AIM OF THE TASK >> Present the lines of all the items below as a numbered list, skipping blank lines and omitting the pictures.

---------- DATASET RECORDS ----------

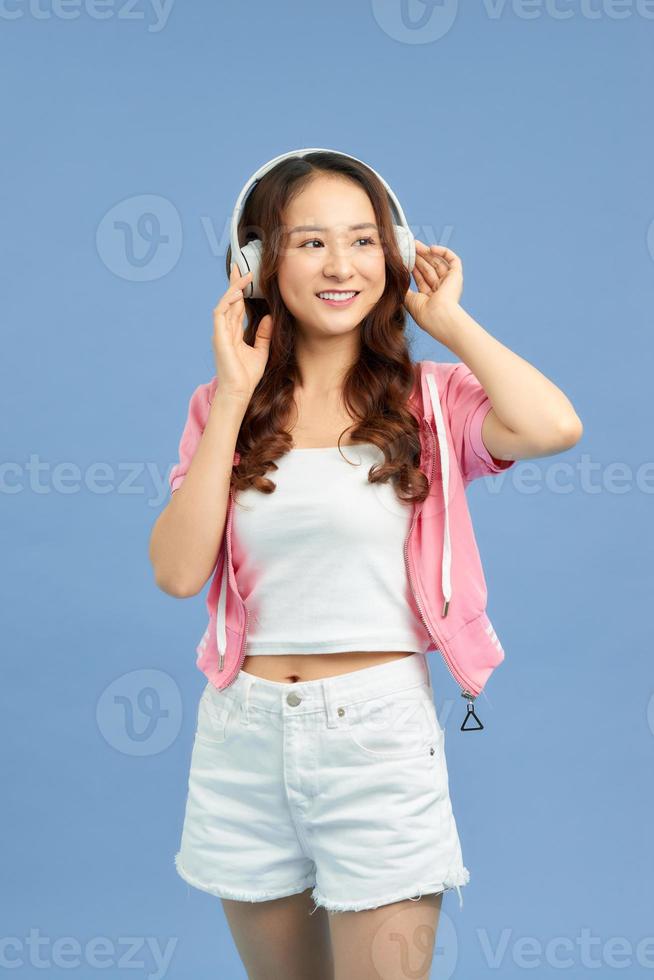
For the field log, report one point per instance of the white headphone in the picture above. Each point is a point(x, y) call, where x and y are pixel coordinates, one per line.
point(248, 257)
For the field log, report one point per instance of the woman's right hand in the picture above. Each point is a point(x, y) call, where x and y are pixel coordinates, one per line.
point(239, 367)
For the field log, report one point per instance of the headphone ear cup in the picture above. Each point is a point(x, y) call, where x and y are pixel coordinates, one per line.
point(407, 245)
point(251, 262)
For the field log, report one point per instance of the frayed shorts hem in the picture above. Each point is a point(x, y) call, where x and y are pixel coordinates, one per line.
point(240, 895)
point(321, 901)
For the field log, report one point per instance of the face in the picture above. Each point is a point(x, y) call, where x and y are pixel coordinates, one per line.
point(330, 257)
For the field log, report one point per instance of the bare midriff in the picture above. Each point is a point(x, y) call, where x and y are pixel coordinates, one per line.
point(291, 668)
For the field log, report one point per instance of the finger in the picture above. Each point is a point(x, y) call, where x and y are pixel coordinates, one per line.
point(437, 267)
point(427, 271)
point(445, 254)
point(421, 282)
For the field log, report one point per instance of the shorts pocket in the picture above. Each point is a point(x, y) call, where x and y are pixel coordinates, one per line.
point(215, 711)
point(398, 725)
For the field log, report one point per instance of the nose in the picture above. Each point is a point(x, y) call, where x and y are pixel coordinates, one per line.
point(337, 262)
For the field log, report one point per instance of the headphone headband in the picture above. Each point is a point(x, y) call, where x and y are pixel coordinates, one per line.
point(248, 257)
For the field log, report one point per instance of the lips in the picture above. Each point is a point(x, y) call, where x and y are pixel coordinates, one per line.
point(339, 303)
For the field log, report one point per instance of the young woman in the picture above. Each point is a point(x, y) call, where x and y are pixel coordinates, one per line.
point(318, 803)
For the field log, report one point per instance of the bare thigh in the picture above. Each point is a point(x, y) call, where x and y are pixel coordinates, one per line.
point(393, 942)
point(280, 940)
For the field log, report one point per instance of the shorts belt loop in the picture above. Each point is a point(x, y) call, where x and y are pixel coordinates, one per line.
point(329, 709)
point(245, 713)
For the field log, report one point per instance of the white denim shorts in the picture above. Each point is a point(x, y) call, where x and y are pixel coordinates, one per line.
point(338, 784)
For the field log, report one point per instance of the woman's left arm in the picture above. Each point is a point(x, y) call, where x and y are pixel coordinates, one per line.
point(530, 415)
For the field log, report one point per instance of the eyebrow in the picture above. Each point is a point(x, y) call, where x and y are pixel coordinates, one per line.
point(363, 224)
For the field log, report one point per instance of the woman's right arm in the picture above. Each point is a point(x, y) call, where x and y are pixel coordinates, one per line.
point(187, 535)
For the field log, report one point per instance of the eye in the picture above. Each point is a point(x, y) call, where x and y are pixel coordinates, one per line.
point(310, 241)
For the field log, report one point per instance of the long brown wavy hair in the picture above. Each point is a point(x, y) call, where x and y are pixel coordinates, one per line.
point(376, 386)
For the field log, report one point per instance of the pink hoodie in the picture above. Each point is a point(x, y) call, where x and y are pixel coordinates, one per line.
point(442, 560)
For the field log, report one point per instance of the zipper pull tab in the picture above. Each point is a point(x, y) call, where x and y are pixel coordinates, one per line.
point(470, 714)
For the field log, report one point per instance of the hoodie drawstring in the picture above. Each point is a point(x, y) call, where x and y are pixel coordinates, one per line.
point(446, 560)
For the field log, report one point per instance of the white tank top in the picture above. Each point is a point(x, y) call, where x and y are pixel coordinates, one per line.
point(319, 562)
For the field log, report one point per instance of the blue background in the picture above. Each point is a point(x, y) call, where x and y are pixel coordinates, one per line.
point(523, 142)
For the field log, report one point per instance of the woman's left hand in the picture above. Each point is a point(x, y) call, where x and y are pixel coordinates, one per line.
point(439, 276)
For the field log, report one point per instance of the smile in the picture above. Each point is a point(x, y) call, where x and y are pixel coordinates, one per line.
point(338, 297)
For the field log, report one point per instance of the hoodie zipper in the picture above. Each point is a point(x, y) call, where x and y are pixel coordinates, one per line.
point(465, 693)
point(228, 558)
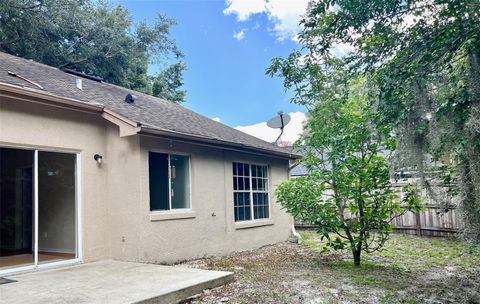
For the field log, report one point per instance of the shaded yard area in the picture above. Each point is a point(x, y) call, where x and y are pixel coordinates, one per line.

----------

REPLY >>
1. For the field log, report one point per instance of the white headphone in the picture above. Each point is a point(x, y) call, where x and y are pixel coordinates, one per line.
2. point(248, 257)
3. For the field log, report one point per instance of the woman's right hand in the picture above. Each point is a point(x, y) call, where x and y are pixel coordinates, one per line.
4. point(239, 367)
5. For the field log, report one point per instance of the headphone ear cup in the picture above. Each point is a point(x, y) call, where x and y are pixel coordinates, one per line.
6. point(407, 245)
7. point(251, 262)
8. For the field log, report one point per instance of the frayed shorts hem in the picture above. Each point is a point(x, y) call, where x and y are pixel coordinates, one per line.
9. point(240, 895)
10. point(321, 901)
11. For the field log, report one point per instance of the face in the picture above. Each point is a point(x, y) call, where x and y are pixel coordinates, one per line.
12. point(330, 257)
13. For the field log, report one point per instance of the bare midriff in the picture above. Each point is a point(x, y) call, where x and y are pixel coordinates, one per line.
14. point(291, 668)
15. For the field log, report one point per instance of the finger in the picture above. Each point is a point(x, y) call, where x and y are pixel coordinates, one per line.
16. point(437, 267)
17. point(427, 271)
18. point(445, 254)
19. point(421, 282)
20. For the field log, report one point per instance of the shorts pocket in the picture above. Each point is a point(x, y) call, where x and y are pixel coordinates, one per line.
21. point(215, 711)
22. point(398, 725)
23. For the field log, report one point per instance of the nose in the picture above. Each point is a point(x, y) call, where x and y are pixel coordinates, one per line.
24. point(337, 262)
25. For the field log, report one point per instance of the headphone headband in the picture above. Each point is a point(x, y) call, where x and y are pixel coordinates, one per line.
26. point(248, 257)
27. For the field log, report one point per instance of the lips in the picture above. Each point is a point(x, y) call, where x and y are pixel coordinates, one per line.
28. point(339, 303)
29. For the field log, report one point per instance of the young woman in the picture above. Each point is a point(x, y) call, where x and y are pixel coordinates, one per line.
30. point(318, 803)
31. For the field log, report one point per instance of the bare thigh in the picture above. Each point is a point(x, y) call, where x and y are pixel coordinates, one per line.
32. point(393, 942)
33. point(280, 940)
34. For the field log, report one point per instance of the shorts belt loop in the picture above. Each point is a point(x, y) call, where x and y are pixel coordinates, one per line.
35. point(329, 709)
36. point(245, 713)
37. For the field log, report one point per instance of the white denim shorts in the picture above. Each point is a point(x, y) call, where x and y are pixel coordinates, one per line.
38. point(338, 784)
39. For the field log, report one point per instance of the woman's left arm in the picture above. Each point is a point(x, y) call, where x and y are pixel coordinates, one per line.
40. point(530, 415)
41. For the field log, report one point per instance of the eyebrow in the picture above. Each point is a point(x, y) call, where x and y are pixel coordinates, one per line.
42. point(363, 224)
43. For the field log, report one point per instance of the woman's right arm in the picture above. Each point is a point(x, y) call, where x and y are pixel coordinates, one per line.
44. point(187, 535)
45. For the field log, report one point per instance of the eye in the picture above. Each point is a point(x, y) call, where x and y are pixel coordinates, one per line.
46. point(310, 241)
47. For the field log, report one point per instance of the long brown wavy hair in the picture above. Each point is a point(x, y) call, where x and y are pixel coordinates, one per line.
48. point(376, 386)
49. For the field log, report one point per instance of the pink hoodie in the picture above. Each point is a point(x, y) call, where x and y are pixel coordinates, one per line.
50. point(442, 560)
51. For the field log, report one point per instance of the zipper pull tab in the picture above. Each point is a point(x, y) call, where x and y are pixel coordinates, one per line.
52. point(470, 714)
53. For the field log, report one point per instance of the hoodie drawstring in the picture above. Each point is a point(x, y) call, where x and y are pixel coordinates, one per line.
54. point(446, 560)
55. For the field log, report one point per instance of the white tank top in the picture above. Each point is a point(x, y) call, where x and y are pixel coordinates, one per line.
56. point(319, 562)
57. For the field log, report one point per instance of the blue background in the picture above. Each point is a point(x, y) call, where x and y are pixel coordinates, one per line.
58. point(523, 142)
59. For the field log, report one point per instance of the woman's left hand in the picture above. Each point is a point(x, y) call, where x and y are pixel coordinates, one per line.
60. point(439, 276)
61. For the field log, report one point per instance of the smile in the picture above. Each point is a point(x, y) call, where x and y are pixel coordinates, one per line.
62. point(338, 297)
63. For the field log, report one point per instance of the hoodie zipper in the picture above. Each point is a point(x, y) call, where x and y are pixel coordinates, one per line.
64. point(465, 693)
65. point(228, 558)
66. For the field log, report one point per instance of the shaded yard area in the picture above. Each point is a point(x, y) call, where x and y are pixel coordinates, one per line.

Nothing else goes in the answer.